Point labeling data based on photos:
——————

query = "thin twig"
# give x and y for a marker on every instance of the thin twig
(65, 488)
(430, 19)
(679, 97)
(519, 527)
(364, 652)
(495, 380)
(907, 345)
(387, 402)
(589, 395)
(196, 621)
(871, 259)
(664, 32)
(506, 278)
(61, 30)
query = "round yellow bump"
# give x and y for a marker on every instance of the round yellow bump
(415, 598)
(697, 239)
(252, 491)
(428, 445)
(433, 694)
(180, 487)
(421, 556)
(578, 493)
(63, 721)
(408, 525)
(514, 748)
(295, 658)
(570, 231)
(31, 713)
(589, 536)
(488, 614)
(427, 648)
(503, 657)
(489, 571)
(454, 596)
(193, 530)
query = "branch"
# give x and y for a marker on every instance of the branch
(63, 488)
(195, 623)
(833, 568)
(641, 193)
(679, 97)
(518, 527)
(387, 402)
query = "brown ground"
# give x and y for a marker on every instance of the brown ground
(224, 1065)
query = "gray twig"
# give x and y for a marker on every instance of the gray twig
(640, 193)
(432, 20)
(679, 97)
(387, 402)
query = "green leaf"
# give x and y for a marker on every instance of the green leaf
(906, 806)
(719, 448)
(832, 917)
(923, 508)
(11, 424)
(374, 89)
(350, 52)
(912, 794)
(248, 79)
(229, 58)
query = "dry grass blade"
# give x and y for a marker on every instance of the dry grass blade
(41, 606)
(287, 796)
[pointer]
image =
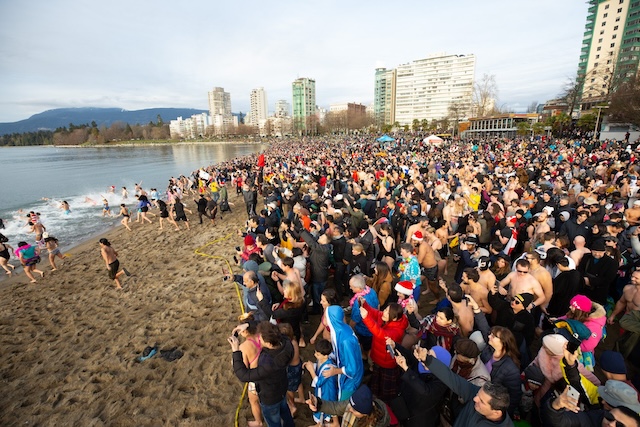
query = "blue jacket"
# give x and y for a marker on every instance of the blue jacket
(346, 350)
(372, 299)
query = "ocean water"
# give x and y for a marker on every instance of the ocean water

——————

Required task: Swap each "twig" in the records above for "stick" and reproduce the lines with nothing else changed. Omit the pictures from your answer.

Right answer:
query = "thin stick"
# give x and y for a marker on every instance of the thin stick
(65, 488)
(430, 19)
(679, 97)
(519, 527)
(364, 652)
(495, 380)
(907, 345)
(387, 402)
(589, 395)
(196, 621)
(871, 259)
(664, 32)
(506, 278)
(61, 30)
query = "round yellow bump"
# give x and y for a marker on every instance of the round yellow bump
(415, 598)
(697, 239)
(252, 491)
(428, 445)
(433, 694)
(180, 487)
(421, 556)
(578, 493)
(63, 721)
(408, 525)
(514, 748)
(295, 658)
(570, 231)
(31, 713)
(589, 536)
(488, 614)
(427, 648)
(503, 657)
(489, 571)
(454, 596)
(193, 530)
query = "branch"
# give x and y for a marker on every instance of the branch
(63, 488)
(195, 623)
(833, 568)
(641, 193)
(679, 97)
(518, 527)
(387, 402)
query = "brown ground"
# give x and y for a marker on every instance of the brown ground
(224, 1065)
query = "gray stick"
# give x and y for a marker on every instance of the gray stick
(640, 193)
(432, 20)
(679, 97)
(387, 402)
query = "green leaf"
# give x and y for a marker on every instance of the green leaf
(906, 806)
(719, 448)
(832, 917)
(923, 508)
(11, 424)
(374, 89)
(350, 52)
(912, 794)
(248, 79)
(229, 58)
query = "dry grass blade"
# give x and y for a marker on every instance of the dry grass blade
(41, 606)
(287, 796)
[pointer]
image =
query = "blue jacket"
# give x and y for a marker on every instance of the blue jacket
(346, 350)
(372, 299)
query = "ocean water"
# give x and y for a marker on every instance of the ocean water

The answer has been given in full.